◆ Exercise ◆
Please return the lines below verbatim, beginning at the one that has "Query: green grass field" and stopping after the one that has "the grass seed", and add no other lines.

◆ Data provided ◆

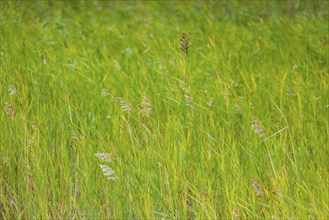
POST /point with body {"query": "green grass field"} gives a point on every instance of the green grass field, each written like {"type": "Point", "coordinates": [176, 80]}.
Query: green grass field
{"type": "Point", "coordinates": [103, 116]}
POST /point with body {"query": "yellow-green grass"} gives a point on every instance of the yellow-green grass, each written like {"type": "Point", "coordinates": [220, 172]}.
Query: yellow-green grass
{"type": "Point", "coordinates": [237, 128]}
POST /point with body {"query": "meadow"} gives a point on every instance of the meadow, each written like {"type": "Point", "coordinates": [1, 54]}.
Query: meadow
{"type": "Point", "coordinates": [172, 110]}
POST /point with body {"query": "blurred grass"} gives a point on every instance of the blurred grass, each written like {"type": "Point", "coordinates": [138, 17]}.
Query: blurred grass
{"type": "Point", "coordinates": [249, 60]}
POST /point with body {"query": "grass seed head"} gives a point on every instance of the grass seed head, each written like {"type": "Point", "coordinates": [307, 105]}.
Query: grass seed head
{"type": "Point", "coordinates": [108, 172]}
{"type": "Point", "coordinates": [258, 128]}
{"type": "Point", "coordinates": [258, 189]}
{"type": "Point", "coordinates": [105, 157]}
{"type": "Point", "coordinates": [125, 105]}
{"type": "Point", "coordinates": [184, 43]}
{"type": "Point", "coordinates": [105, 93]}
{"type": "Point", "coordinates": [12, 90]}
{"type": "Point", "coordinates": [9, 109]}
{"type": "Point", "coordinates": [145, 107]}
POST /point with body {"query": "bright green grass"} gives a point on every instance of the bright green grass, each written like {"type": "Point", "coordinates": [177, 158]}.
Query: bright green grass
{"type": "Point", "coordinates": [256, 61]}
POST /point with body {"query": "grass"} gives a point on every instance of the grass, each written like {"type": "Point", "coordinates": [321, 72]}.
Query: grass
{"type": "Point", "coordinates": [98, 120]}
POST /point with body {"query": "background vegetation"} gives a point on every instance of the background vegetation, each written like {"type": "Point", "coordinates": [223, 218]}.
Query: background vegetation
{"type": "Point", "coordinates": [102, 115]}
--
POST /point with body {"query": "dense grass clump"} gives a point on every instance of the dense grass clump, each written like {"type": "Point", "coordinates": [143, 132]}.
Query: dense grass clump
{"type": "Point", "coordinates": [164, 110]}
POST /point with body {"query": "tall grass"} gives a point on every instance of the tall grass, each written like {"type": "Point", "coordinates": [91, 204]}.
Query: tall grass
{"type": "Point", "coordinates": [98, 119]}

◆ Task output ◆
Query: green grass field
{"type": "Point", "coordinates": [103, 116]}
POST /point with body {"query": "yellow-green grass"} gives a point on every instance of the yellow-green grass, each written like {"type": "Point", "coordinates": [220, 172]}.
Query: yellow-green grass
{"type": "Point", "coordinates": [237, 128]}
POST /point with body {"query": "meadow"} gives a point on every instance of the meadow, each written like {"type": "Point", "coordinates": [1, 54]}.
Query: meadow
{"type": "Point", "coordinates": [172, 110]}
POST /point with body {"query": "blurred grass"} gives a point on every instance of the blurred grass, each written like {"type": "Point", "coordinates": [138, 17]}.
Query: blurred grass
{"type": "Point", "coordinates": [249, 60]}
POST /point with body {"query": "grass seed head"} gives a point on every instance of the grass seed head, each written like {"type": "Point", "coordinates": [307, 105]}.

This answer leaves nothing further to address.